(Data supplied begins)

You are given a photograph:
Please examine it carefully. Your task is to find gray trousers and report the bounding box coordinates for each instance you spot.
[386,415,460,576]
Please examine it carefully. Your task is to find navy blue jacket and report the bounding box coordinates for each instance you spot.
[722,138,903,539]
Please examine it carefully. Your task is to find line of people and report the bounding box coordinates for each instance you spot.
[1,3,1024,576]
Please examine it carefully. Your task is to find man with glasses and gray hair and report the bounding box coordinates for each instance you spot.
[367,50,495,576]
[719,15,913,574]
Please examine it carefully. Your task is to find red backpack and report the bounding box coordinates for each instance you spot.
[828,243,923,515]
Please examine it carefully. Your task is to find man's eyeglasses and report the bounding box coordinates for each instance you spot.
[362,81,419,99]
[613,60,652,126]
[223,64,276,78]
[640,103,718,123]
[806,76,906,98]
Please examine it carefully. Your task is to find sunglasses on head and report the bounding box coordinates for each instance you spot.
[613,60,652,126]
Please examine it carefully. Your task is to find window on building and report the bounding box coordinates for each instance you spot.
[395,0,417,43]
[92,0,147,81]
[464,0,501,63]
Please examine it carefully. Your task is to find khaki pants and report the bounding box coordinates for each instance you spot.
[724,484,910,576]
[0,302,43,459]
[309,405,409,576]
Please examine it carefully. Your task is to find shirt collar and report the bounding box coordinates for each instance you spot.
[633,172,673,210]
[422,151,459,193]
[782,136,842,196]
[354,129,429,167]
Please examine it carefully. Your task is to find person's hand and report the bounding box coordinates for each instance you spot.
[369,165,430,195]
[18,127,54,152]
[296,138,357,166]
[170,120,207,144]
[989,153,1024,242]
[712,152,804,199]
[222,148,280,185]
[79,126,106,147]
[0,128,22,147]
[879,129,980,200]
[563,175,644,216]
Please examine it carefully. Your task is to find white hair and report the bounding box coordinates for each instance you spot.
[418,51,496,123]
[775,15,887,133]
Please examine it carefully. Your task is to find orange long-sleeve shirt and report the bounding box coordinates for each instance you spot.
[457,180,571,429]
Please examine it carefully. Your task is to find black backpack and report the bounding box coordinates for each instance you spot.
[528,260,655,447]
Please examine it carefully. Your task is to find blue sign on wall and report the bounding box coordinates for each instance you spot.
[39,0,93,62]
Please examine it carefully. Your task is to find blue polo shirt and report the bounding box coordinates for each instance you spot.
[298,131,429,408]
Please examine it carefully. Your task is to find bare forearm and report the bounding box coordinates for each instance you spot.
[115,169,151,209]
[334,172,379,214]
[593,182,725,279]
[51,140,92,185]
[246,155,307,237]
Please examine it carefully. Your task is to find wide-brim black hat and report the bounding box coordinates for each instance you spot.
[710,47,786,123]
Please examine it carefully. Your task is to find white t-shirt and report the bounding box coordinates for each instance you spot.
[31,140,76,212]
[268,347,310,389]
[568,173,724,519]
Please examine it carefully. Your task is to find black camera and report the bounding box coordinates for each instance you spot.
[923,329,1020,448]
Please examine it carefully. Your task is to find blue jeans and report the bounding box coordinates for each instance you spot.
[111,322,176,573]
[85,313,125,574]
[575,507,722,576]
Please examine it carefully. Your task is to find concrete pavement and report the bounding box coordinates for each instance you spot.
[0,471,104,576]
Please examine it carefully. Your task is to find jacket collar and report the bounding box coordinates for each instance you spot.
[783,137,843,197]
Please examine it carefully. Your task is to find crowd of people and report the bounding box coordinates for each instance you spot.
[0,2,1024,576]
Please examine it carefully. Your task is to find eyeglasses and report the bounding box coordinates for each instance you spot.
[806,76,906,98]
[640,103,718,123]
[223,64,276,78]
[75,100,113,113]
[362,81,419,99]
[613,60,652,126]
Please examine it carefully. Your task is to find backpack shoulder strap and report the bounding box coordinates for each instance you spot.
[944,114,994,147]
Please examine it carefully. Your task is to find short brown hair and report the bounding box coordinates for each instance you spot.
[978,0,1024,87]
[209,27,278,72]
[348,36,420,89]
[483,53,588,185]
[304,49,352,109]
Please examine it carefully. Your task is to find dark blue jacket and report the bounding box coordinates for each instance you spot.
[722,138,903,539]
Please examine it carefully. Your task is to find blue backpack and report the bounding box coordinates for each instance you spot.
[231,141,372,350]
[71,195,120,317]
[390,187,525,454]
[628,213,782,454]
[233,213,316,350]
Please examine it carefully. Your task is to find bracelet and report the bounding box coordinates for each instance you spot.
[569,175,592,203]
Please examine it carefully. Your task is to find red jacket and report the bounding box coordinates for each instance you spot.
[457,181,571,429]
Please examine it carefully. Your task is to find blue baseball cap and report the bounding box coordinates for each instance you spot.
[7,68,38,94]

(Data supplied ends)

• **Exercise requirements**:
Repeat each entry above, matching every line exactly.

• **Solution for this task**:
You are given a photograph:
Please examine it carefully. Your task is to find gray trousers and report the bounding box coordinates for each instance you spot.
[386,415,460,576]
Please examine it carefully. Your task is to find navy blue jacket and report the bounding box coordinates for each instance you spot.
[722,138,903,539]
Please examine it carefully. Your task is to find line of people and report the bounding box coordinates for each instance you spot.
[1,3,1024,576]
Please examine it carefully. Your task is to find man with glasses and gray hair and report the bounding box coordinates for each instance you spot.
[367,50,495,576]
[719,15,913,574]
Please examine it carefully. Your task is to find red backpack and report the bounding box coordinates for each instance you spot.
[828,243,923,515]
Please examine it carefully. Your task is to find man's eyeglasses and report the bounding box coordinates for each instance you spot.
[362,81,419,99]
[613,60,652,126]
[223,64,276,78]
[640,103,718,123]
[806,76,906,98]
Please examine it carefully. Your task is to find sunglasses on head and report the bounding box coordinates for each instance you spot.
[613,60,652,126]
Please examine it carefully. Your task is to find window on building and report the bounding box coordinates for each instance you spot.
[395,0,417,43]
[92,0,147,81]
[464,0,501,63]
Please examine it carefully. Your task is to find khaki pants and report the bounding box coordinates for each instance you spot.
[724,484,910,576]
[0,302,43,459]
[309,405,409,576]
Please examine it carefully. Your task is to find shirt collar and report the bounding box coordinates for each instance you spot.
[633,172,673,210]
[422,151,459,193]
[782,136,842,196]
[354,129,429,167]
Please examine it carefully. Your task is to find person's hand and report the bounding box coordinates for each instance you spot.
[369,165,430,195]
[18,127,54,152]
[296,138,357,166]
[170,120,207,144]
[989,153,1024,242]
[712,152,804,199]
[222,148,280,185]
[79,126,106,147]
[0,128,22,147]
[879,129,980,200]
[563,175,644,216]
Please examine it carefully. Your task is to find white hair and report the bounding box coordinates for each instance you spot.
[418,51,496,123]
[775,15,887,133]
Please examine it carefully. Your task is to find orange long-sleeve shirt and report the bounding box coordinates for each instance you spot.
[457,180,571,429]
Please examine it carefully. Your task is to find black backpack and report the bounding box coordinates for each instance you spot.
[528,260,655,447]
Please examine it carefully. Your task is to find blue sign on wall and report the bounding box coordinates for each instance you spot.
[39,0,93,62]
Please examine it carefully. Your task is to find blue polo shirt and report the bounding box coordinates for each instance you spot.
[298,131,429,408]
Please examine it carefully. Your task is to find bare forearm and report the bounding box coordinates for each instance you spot.
[115,169,151,209]
[334,172,379,214]
[593,182,725,279]
[51,140,92,185]
[246,155,307,237]
Please examine it carefully. Your task is to find wide-brim black hat and report the bounding box coordinates for each instance you spot.
[710,47,786,123]
Please examine it carefully. Your task is to find white t-shirt and report the bounding box coordinates for each instance you spot.
[31,140,76,212]
[268,347,310,389]
[568,173,724,519]
Please examine it carefully. Your task is to find black camera and report the bounding box coordinates for each instance you spot.
[923,329,1020,448]
Please examine it carefully. Your task is to find blue jeans and report the bounding box coordinates for each instance you spot.
[111,322,176,573]
[85,313,125,574]
[575,507,722,576]
Please examine it carefully. Your task is to find concrete pavement and report the bounding box coordinates for each instance you spot.
[0,471,104,576]
Please examine it carefully. Your task is to find jacket collar and report the bounding box coordinates for each instance you spot.
[783,137,843,197]
Please examine it carefully. Your task is to find crowd of people and report the bounding box coordinates for each instance you spot.
[0,2,1024,576]
Please examine it carefully. Your task is to find eyeglasses and report the bounding box coordinates for each instance you spot.
[806,76,906,98]
[640,103,718,123]
[223,64,276,78]
[75,100,113,113]
[362,81,419,99]
[613,60,652,126]
Please examine it carefully. Your task is to find backpack shoulder strap and report the bounding box coordinates for each instance you spot.
[944,114,994,147]
Please examine it carefully. Your task is to find short brown hair and report the bounding box coordinates for each instance you spot.
[978,0,1024,87]
[209,27,278,72]
[348,36,420,89]
[483,53,588,185]
[304,49,352,109]
Please examine it carefully. Your task is to find dark blue jacket and report the bounding box coordinates for each instance you spot.
[722,138,903,539]
Please examine it carefully. Your task is to find blue backpack and report the bounding box coordinates for each instance you spot.
[231,141,372,350]
[71,195,120,317]
[390,187,525,454]
[628,213,782,454]
[233,213,316,350]
Please examine it carefully. Your task is to find bracelet and report the bounding box coordinates for each instance you spot.
[569,175,592,203]
Please examine it carefully. Your task is to find red jacket and report the bounding box coordinates for each instance you spot.
[457,181,571,429]
Please examine it carefully. Your task is to find blue baseball cap and report the bounding box coordinates for each instance you spot.
[7,68,38,94]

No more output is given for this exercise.